- [Exercise task]
Word for word, restate every line of the material.

* START *

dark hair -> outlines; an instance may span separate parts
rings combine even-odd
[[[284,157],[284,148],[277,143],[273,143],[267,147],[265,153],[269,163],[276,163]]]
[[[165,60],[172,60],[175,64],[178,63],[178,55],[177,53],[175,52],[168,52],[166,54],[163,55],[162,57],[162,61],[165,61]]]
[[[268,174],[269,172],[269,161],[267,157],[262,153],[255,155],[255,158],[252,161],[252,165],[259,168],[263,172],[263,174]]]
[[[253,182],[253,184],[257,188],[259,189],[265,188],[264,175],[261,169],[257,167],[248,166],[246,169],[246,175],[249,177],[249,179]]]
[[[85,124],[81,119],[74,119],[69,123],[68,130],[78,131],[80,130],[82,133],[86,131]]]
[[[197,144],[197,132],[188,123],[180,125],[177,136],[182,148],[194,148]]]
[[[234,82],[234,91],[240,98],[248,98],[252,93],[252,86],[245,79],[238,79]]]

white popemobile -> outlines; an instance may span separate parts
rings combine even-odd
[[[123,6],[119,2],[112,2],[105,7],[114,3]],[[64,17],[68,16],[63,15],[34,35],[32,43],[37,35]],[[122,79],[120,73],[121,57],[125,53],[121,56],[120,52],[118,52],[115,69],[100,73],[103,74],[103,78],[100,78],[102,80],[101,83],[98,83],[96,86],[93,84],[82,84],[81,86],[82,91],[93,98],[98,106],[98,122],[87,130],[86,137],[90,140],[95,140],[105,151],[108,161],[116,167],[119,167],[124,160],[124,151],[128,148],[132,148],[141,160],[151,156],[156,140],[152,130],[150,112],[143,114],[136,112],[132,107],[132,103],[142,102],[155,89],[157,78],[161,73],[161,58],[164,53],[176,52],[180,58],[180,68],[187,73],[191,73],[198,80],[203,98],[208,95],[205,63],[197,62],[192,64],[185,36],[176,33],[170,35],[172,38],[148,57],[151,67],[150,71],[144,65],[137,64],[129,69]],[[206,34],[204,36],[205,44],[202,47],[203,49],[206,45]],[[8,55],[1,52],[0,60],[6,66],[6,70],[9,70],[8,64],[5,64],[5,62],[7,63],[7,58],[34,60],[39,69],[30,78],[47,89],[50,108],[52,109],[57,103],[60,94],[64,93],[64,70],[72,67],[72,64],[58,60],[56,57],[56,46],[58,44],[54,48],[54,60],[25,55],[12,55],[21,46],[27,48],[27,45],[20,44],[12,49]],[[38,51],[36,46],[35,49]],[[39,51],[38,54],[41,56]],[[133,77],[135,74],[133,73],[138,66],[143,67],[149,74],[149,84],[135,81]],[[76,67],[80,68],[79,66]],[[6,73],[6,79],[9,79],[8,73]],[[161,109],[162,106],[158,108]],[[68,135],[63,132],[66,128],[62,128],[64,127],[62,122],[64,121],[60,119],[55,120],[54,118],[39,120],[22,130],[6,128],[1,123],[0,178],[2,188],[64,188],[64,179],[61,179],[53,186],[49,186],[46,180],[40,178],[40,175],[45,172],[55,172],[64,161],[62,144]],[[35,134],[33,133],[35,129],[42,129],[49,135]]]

* END *

- [Complete output]
dark hair -> outlines; an instance may span separate parts
rings combine even-odd
[[[284,157],[284,148],[277,143],[273,143],[267,147],[265,153],[269,163],[276,163]]]
[[[165,60],[172,60],[175,64],[178,63],[178,55],[177,53],[175,52],[168,52],[166,54],[163,55],[162,57],[162,61],[165,61]]]
[[[268,174],[269,172],[269,161],[267,157],[262,153],[255,155],[255,158],[252,161],[252,165],[259,168],[263,172],[263,174]]]
[[[253,182],[253,184],[257,188],[259,189],[265,188],[264,175],[261,169],[257,167],[248,166],[246,169],[246,175],[249,177],[249,179]]]
[[[85,124],[81,119],[74,119],[69,123],[68,130],[78,131],[80,130],[82,133],[86,131]]]
[[[197,144],[197,132],[188,123],[180,125],[177,136],[182,148],[194,148]]]
[[[234,82],[234,91],[240,98],[248,98],[252,93],[252,86],[245,79],[238,79]]]

white popemobile -> outlines; an instance may span separate parts
rings combine even-odd
[[[123,6],[119,2],[112,2],[105,7],[114,3]],[[64,17],[68,16],[63,15],[34,35],[32,43],[37,35]],[[122,79],[120,73],[121,57],[125,53],[121,56],[120,52],[118,52],[115,69],[100,73],[103,74],[103,78],[100,78],[102,80],[101,83],[98,83],[96,86],[93,84],[82,84],[81,86],[82,91],[93,98],[98,106],[98,122],[87,130],[86,137],[90,140],[95,140],[105,151],[108,161],[116,167],[119,167],[124,160],[124,151],[128,148],[132,148],[141,160],[151,156],[156,140],[152,130],[150,112],[143,114],[136,112],[132,107],[132,103],[142,102],[155,89],[157,78],[161,73],[161,58],[164,53],[176,52],[180,58],[180,68],[187,73],[191,73],[198,80],[203,98],[208,95],[205,63],[197,62],[192,64],[185,36],[176,33],[170,35],[172,38],[148,57],[151,67],[150,71],[144,65],[137,64],[129,69]],[[206,34],[204,36],[205,44],[202,47],[203,49],[206,45]],[[8,55],[1,52],[0,60],[6,66],[6,70],[9,70],[8,64],[5,64],[5,62],[7,63],[7,58],[34,60],[39,69],[30,78],[47,89],[50,108],[52,109],[57,103],[60,94],[64,93],[64,70],[72,67],[72,64],[58,60],[56,57],[56,46],[58,44],[54,48],[54,60],[25,55],[12,55],[21,46],[27,48],[27,45],[20,44],[12,49]],[[38,51],[36,46],[35,49]],[[39,51],[38,54],[41,56]],[[133,77],[135,74],[133,73],[138,66],[143,67],[149,74],[149,84],[135,81]],[[76,67],[80,68],[79,66]],[[6,73],[6,79],[9,79],[8,73]],[[161,109],[162,106],[158,108]],[[68,135],[63,132],[66,128],[62,128],[64,127],[62,122],[64,121],[60,119],[55,120],[54,118],[39,120],[22,130],[6,128],[1,123],[0,178],[2,188],[64,188],[64,179],[61,179],[53,186],[49,186],[46,180],[40,178],[40,175],[45,172],[55,172],[64,161],[62,144]],[[35,134],[33,133],[35,129],[42,129],[49,135]]]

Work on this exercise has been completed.